* Brief A
Answer these questions from the passage about the malicious JavaScript:
(i) What value will NUM be assigned?
(ii) What can unixtime() % 2 return?
(iii) Which pages does the quoted remark say the script tries to access over and over?
* Brief B
Carry on writing the passage about the malicious JavaScript from the point where it stops.
-- START Given passage --
2) My understanding of that Javascript, which could easily be wrong, is as follows.
NUM will be assigned the value 2, as that is the number of items in the array, thus its .length. Why bother with this at all? Would it not be simpler just to create 'var a' by moduloing unixtime() by the integer 2? It seems like an unnecessary step. (after thought on this added below)
unixtime() % 2 will either return 1 or a 0. This means that upon whatever time unwitting individuals fall victim to this malicious script, they will send a connection request(?) to either the first URL or the second but not both. Could the reasoning behind this be that it would help mask illegitimate traffic from the legitimate?
When you say "it tries to access the GitHub pages, over and over again." is this because people are visiting webpages containing the Baidu scripts on such a mass scale that it is effectively creating a DDOS attack via the huge volume of effected users or is it that this script will run over and over once an effected page has been loaded up?
-- END Given passage --
-- START Dataset --
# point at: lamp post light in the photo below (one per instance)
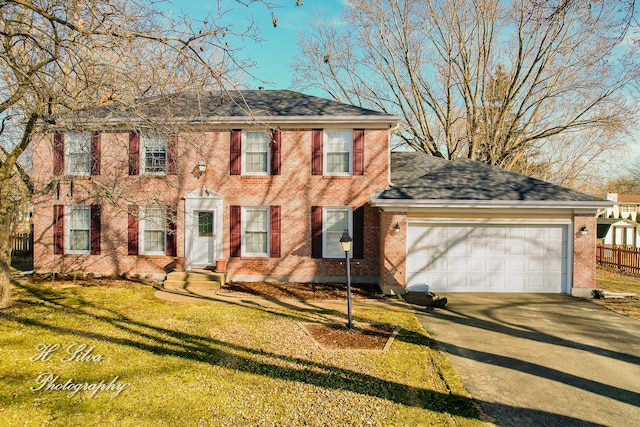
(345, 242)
-- END Dataset --
-- START Dataset --
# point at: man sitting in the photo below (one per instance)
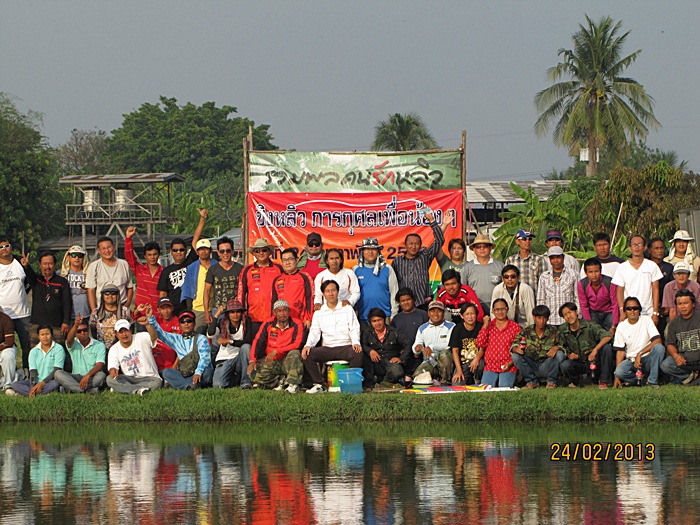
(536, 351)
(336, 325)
-- END Dataset --
-- START Dataset --
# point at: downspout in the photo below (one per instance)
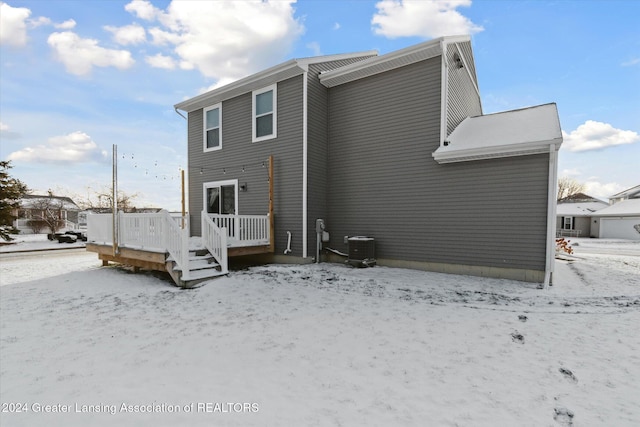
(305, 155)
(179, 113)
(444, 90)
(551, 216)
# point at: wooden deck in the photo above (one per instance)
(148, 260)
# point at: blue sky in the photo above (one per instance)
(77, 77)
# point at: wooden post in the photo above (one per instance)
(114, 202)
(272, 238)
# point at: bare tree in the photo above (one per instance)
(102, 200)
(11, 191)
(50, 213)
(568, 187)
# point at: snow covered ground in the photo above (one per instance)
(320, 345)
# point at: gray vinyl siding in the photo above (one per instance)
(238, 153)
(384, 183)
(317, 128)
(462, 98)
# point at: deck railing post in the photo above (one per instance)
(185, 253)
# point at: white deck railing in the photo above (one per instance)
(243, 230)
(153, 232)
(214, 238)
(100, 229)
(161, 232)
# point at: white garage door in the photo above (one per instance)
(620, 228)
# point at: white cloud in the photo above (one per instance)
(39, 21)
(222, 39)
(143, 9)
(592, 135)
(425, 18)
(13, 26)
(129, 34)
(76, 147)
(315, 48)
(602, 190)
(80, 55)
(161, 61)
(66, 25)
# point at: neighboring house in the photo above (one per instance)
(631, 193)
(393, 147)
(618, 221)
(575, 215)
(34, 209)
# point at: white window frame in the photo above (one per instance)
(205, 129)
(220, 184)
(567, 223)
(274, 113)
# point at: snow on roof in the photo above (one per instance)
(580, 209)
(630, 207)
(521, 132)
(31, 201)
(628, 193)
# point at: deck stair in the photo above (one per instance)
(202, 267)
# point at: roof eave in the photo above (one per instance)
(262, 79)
-- END Dataset --
* Right answer A
(i) 2
(ii) 1 or 0
(iii) The GitHub pages

* Right answer B
(after thought) – It makes sense to me now why they'd assigned NUM the length of the array. It means that this code can be easily altered or reused where the only thing that needs to be changed are the URLs. Have 5 URLs and unixtime() % NUM produces a range of 0-4, meaning that it will always get a valid index reference from the list of URLs. 17 URLS = range 0 – 16, etc.. etc…
I guess with this degree of re-usability put in place it probably means that this has already been used in the wild, is intended to be used again or is just written by a good programmer.
Anyway, enjoy the bank holiday.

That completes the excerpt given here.